THE EXERCISE: Add 30 to every point coordinate in the answers, and write out again all the lines starting at the one containing "Expected: the position of each instance of the cracked" and ending at the final line, with the requests included.

TASK MATERIAL:
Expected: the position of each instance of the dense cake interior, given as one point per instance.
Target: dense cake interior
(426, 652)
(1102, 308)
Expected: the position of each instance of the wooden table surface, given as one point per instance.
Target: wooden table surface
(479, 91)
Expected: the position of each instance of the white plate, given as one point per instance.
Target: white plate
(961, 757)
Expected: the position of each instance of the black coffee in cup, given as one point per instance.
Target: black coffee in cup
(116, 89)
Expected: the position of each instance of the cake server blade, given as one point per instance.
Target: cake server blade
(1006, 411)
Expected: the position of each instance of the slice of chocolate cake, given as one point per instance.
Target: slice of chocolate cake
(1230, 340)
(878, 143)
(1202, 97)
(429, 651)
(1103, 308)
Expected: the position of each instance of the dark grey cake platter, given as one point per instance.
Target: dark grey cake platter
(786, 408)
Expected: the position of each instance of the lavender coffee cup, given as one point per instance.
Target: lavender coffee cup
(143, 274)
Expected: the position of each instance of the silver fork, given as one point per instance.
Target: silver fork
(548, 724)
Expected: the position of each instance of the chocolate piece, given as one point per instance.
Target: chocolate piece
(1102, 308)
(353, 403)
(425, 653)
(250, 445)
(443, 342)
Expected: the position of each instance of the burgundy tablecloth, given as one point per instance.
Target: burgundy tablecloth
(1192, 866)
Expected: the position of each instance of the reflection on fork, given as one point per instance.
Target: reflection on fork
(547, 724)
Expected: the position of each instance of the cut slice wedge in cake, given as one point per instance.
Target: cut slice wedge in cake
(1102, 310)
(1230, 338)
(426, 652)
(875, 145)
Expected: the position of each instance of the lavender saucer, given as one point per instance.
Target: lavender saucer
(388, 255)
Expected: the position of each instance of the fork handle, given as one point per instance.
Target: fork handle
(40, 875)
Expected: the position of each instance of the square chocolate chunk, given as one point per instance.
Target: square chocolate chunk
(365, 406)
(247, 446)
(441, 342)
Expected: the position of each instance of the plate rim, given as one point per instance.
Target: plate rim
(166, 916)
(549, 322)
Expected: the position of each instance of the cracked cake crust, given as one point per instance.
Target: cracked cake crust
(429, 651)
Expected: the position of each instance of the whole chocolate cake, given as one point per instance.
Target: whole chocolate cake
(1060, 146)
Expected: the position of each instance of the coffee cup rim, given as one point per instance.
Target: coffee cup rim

ANSWER FOR THIS EXERCISE:
Expected: the position of each instance of the cracked cake crust, given as one point per instance.
Target: cracked cake crust
(459, 681)
Expected: the position of each instance of the whole chocolate cake, given as one point per instance.
Target: whole chocolate cake
(1090, 176)
Expected: the position of each instance of the coffee cup rim, given as one point per instance.
Target: coffee cup rim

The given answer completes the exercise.